-- OBJECTIVE 1 --
Translate this sentence from the piece on Mitt Romney and Christian voters into Spanish: "We have religious freedom in this country."

════

Facebook is one of those places where I occasionally learn very surprising things about people I thought I knew.
A number of my Friends, for example, “Like” Mitt Romney and have declared their intention to support his candidacy for President of the United States in the November election.
This is a rather curious revelation, given that these people are quite fundamental in their Christianity. Romney, you may recall, is a Mormon. And there is some controversy about whether Mormons are Christians at all.
Generally speaking, I like Mitt Romney, too. He seems like a clean-cut, family guy, John Q. Citizen. He’d probably make a great neighbor.
Yet, it strikes me as incongruous that Bible-believers “Like” a guy whose religion may not even line up with the Bible. Mind you, these are people who have made religious positions a litmus test for determining a candidate’s suitability for office.
That said, let me make a couple of things clear.
- I don’t hate Mormons. I’ve had Mormon family members. My children’s Mormon school friends have slept-over at my house and vice versa.
- I don’t fault Mitt for being a Mormon. We have religious freedom in this country. We are free to practice any religion we choose or no religion at all. That’s the American way.
The real issue is this: For Christians, Christianity is supposed to inform our politics, not the other way around. My Facebook friends seem to have put their “Like” of Romney’s politics ahead of their love of traditional Christian belief, which contradicts core Mormon tenets.
Consider three points of disparity, corroborated by the official site of The Church of Jesus Christ Latter-day Saints:
- Baptism: What’s it all about? Mormons believe baptism cleanses them of sin. In contrast, The Bible teaches that it is “Jesus Christ… who loved us, and washed us from our sins in His own blood.”

════

-- OBJECTIVE 2 --
Output the part of the rows below that opens with the line containing "with shutter on this basis." and closes with the last row, both ends included.

-- AVAILABLE DATA --
════

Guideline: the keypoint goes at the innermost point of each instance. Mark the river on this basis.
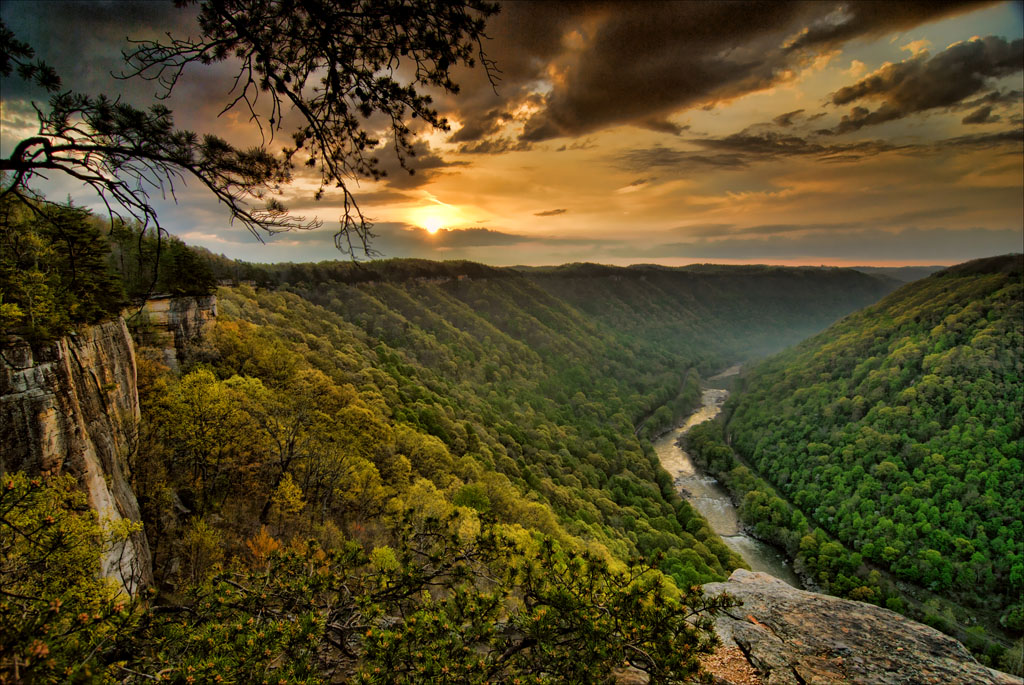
(711, 499)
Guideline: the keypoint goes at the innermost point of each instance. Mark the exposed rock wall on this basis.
(72, 407)
(792, 636)
(173, 324)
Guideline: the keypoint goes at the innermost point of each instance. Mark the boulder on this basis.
(794, 636)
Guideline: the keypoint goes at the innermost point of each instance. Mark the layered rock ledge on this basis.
(797, 637)
(72, 407)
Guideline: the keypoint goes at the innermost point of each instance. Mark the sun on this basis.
(434, 217)
(433, 223)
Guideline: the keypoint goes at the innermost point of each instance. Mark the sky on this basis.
(841, 133)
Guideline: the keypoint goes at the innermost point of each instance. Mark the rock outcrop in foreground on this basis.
(72, 407)
(172, 324)
(792, 636)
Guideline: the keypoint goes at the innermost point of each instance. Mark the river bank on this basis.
(710, 498)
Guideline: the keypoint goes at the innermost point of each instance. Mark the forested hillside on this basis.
(898, 431)
(432, 469)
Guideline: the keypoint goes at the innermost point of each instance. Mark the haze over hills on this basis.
(364, 405)
(898, 434)
(438, 467)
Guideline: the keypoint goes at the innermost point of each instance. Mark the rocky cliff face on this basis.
(72, 407)
(792, 636)
(173, 324)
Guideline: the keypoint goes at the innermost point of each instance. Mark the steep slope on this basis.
(899, 431)
(513, 380)
(72, 407)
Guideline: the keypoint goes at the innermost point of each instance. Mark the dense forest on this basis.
(893, 445)
(433, 470)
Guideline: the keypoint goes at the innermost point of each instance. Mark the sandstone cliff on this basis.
(72, 407)
(172, 324)
(792, 636)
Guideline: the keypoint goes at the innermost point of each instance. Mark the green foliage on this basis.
(53, 270)
(152, 262)
(899, 432)
(55, 612)
(449, 603)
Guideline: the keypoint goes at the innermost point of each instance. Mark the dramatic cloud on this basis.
(670, 158)
(423, 166)
(870, 19)
(626, 63)
(785, 120)
(981, 116)
(923, 83)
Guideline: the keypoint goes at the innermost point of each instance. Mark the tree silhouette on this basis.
(331, 66)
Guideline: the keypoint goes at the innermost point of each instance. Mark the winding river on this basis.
(711, 499)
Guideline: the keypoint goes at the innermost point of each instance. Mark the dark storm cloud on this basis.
(785, 120)
(487, 124)
(869, 19)
(660, 157)
(642, 61)
(426, 165)
(495, 146)
(923, 83)
(981, 116)
(62, 33)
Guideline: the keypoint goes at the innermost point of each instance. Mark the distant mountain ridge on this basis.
(899, 431)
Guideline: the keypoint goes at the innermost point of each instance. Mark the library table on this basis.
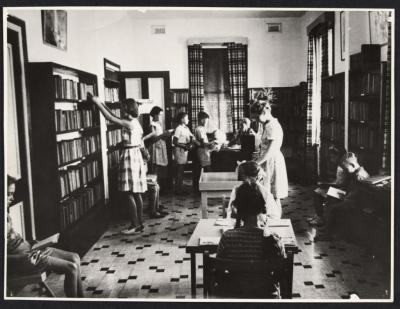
(216, 185)
(213, 229)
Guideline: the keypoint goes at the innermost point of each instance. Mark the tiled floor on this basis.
(154, 264)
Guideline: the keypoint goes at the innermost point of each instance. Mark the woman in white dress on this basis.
(132, 170)
(271, 158)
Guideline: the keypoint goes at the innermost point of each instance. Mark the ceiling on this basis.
(211, 13)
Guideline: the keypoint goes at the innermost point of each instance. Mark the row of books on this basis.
(365, 84)
(69, 150)
(111, 94)
(180, 97)
(333, 88)
(75, 119)
(78, 176)
(77, 205)
(113, 159)
(113, 137)
(116, 112)
(332, 130)
(363, 137)
(359, 110)
(332, 110)
(71, 89)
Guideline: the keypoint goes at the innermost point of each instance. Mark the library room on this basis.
(132, 133)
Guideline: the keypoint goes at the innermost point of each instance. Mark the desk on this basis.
(216, 185)
(207, 228)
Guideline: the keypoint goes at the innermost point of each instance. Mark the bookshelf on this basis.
(68, 187)
(332, 122)
(113, 132)
(366, 114)
(179, 102)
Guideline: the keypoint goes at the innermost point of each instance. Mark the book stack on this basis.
(111, 95)
(70, 150)
(67, 120)
(113, 159)
(77, 205)
(113, 137)
(78, 176)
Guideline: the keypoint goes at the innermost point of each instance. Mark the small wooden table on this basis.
(216, 185)
(208, 228)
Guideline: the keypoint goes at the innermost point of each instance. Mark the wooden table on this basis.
(216, 185)
(207, 228)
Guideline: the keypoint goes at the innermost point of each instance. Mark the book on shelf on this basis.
(77, 205)
(47, 242)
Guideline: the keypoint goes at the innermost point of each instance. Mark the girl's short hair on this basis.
(131, 107)
(180, 116)
(202, 115)
(155, 111)
(249, 200)
(249, 169)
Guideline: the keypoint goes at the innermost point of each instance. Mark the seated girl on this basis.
(22, 259)
(251, 173)
(250, 242)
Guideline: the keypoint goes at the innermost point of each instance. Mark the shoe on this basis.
(156, 215)
(132, 231)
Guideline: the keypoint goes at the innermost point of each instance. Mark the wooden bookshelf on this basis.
(332, 123)
(113, 132)
(68, 188)
(366, 115)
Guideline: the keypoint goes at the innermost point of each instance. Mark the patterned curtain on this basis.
(386, 158)
(237, 57)
(196, 82)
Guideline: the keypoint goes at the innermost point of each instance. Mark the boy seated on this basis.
(353, 172)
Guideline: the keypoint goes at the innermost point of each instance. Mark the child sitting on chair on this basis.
(352, 173)
(22, 259)
(251, 174)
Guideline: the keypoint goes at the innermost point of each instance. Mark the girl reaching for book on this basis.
(132, 170)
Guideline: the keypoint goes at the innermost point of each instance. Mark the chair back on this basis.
(227, 278)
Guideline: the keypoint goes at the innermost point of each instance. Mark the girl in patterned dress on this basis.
(271, 158)
(132, 170)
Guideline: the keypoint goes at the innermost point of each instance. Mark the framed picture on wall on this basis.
(342, 35)
(54, 28)
(378, 27)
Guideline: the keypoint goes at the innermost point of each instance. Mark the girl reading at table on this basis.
(252, 175)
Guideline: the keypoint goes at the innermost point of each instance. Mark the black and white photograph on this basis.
(199, 154)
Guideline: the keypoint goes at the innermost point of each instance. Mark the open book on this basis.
(336, 193)
(51, 240)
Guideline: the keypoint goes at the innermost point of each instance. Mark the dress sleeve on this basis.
(273, 130)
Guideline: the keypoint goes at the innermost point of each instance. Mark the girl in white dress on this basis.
(132, 170)
(271, 158)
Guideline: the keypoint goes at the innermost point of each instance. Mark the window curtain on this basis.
(217, 101)
(317, 67)
(386, 157)
(237, 60)
(196, 82)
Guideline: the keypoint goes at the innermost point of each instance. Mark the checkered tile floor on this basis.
(154, 264)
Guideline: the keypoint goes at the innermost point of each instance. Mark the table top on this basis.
(218, 181)
(213, 228)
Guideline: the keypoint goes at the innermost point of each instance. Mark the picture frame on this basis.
(54, 28)
(342, 35)
(378, 27)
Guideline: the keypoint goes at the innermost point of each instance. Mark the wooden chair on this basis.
(217, 271)
(18, 282)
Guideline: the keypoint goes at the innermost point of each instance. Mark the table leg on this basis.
(193, 273)
(204, 201)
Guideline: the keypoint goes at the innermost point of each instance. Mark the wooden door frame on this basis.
(16, 33)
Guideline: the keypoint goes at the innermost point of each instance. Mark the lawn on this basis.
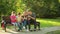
(47, 22)
(54, 32)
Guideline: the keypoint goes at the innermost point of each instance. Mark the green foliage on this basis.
(42, 8)
(54, 32)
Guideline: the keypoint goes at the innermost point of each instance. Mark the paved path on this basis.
(43, 31)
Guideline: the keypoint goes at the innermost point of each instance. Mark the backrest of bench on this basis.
(7, 19)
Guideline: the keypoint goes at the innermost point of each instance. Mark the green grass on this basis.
(54, 32)
(46, 22)
(49, 22)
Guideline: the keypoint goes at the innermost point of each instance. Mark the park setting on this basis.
(29, 16)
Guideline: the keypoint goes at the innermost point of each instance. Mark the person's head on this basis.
(19, 13)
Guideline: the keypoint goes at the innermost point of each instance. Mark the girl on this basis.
(19, 22)
(13, 19)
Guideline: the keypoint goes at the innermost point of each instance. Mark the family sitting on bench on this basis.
(28, 18)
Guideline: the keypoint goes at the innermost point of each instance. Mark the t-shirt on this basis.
(13, 18)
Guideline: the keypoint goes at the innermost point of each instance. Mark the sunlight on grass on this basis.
(48, 22)
(54, 32)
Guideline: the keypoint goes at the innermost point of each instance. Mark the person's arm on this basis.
(32, 17)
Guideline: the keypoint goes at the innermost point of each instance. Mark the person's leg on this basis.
(29, 25)
(25, 24)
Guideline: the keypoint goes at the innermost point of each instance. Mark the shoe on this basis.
(23, 27)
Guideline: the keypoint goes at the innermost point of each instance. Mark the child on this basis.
(13, 19)
(19, 22)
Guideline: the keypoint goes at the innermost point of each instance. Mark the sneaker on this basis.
(23, 27)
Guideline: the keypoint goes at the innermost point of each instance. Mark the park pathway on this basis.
(42, 31)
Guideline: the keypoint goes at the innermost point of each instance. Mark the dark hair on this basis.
(19, 13)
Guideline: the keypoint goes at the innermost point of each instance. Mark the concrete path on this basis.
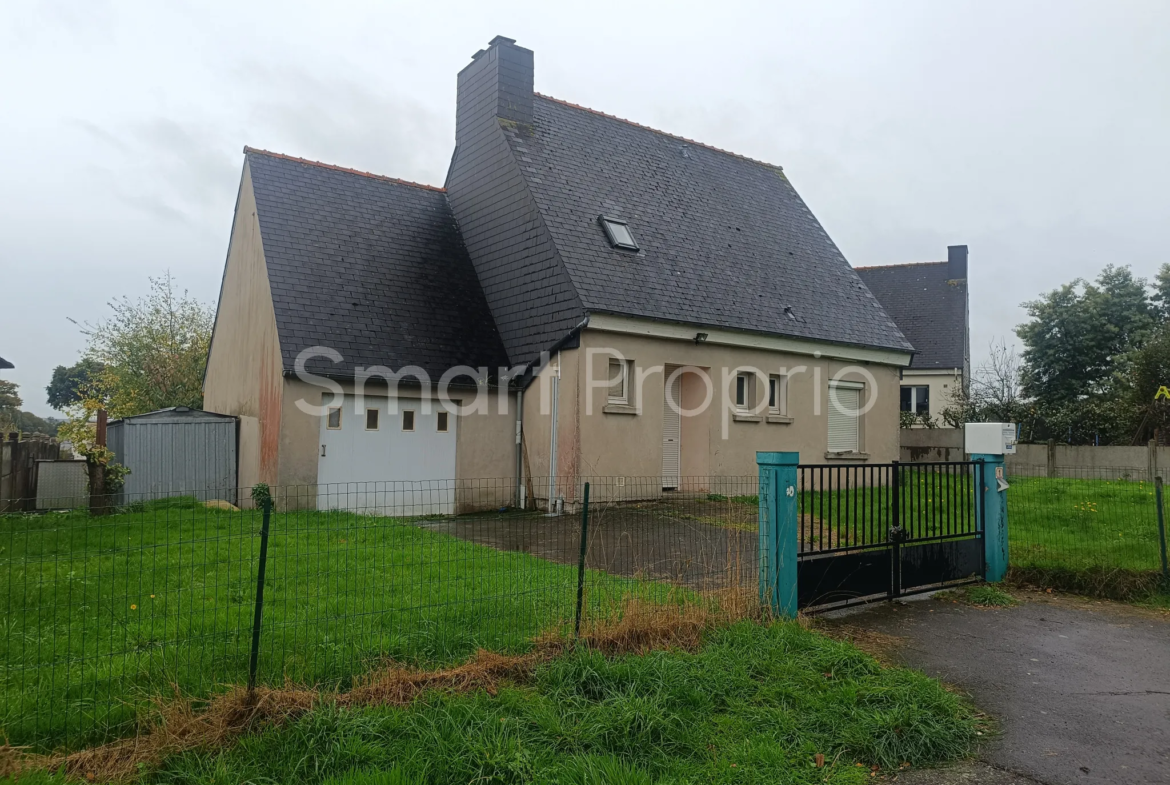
(1081, 689)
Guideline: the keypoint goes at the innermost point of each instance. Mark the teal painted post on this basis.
(778, 531)
(991, 507)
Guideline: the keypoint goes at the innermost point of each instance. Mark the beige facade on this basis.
(279, 440)
(598, 438)
(243, 367)
(942, 386)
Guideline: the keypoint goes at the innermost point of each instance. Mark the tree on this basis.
(9, 405)
(995, 392)
(1078, 332)
(1141, 388)
(67, 385)
(151, 352)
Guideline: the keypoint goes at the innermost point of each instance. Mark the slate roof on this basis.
(725, 241)
(930, 309)
(370, 266)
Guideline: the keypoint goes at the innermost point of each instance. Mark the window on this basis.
(618, 233)
(844, 417)
(916, 399)
(743, 391)
(619, 380)
(778, 396)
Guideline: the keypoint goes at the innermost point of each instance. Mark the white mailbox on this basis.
(990, 438)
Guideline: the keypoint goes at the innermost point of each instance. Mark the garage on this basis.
(387, 456)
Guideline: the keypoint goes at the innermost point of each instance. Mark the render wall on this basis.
(243, 366)
(484, 448)
(628, 443)
(942, 385)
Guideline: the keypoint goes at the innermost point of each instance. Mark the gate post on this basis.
(991, 508)
(779, 529)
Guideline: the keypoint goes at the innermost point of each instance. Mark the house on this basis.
(929, 303)
(585, 296)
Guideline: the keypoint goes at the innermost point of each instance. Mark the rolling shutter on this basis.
(842, 420)
(672, 435)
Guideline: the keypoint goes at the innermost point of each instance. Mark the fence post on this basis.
(779, 531)
(895, 530)
(991, 508)
(1162, 531)
(580, 564)
(254, 661)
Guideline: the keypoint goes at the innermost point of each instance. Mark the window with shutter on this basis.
(844, 431)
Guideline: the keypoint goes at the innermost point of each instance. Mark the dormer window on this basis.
(618, 232)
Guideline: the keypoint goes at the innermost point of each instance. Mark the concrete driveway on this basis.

════

-- COMPLETE RESPONSE 1 --
Tenemos libertad religiosa en este país.

-- COMPLETE RESPONSE 2 --
Guideline: the keypoint goes at the innermost point of each instance. Mark the window with shutter on this basis.
(844, 431)
Guideline: the keypoint goes at the innermost point of each instance. Mark the dormer window on this basis.
(618, 232)
Guideline: the keypoint goes at the innermost point of each instance. Mark the concrete driveway on this basis.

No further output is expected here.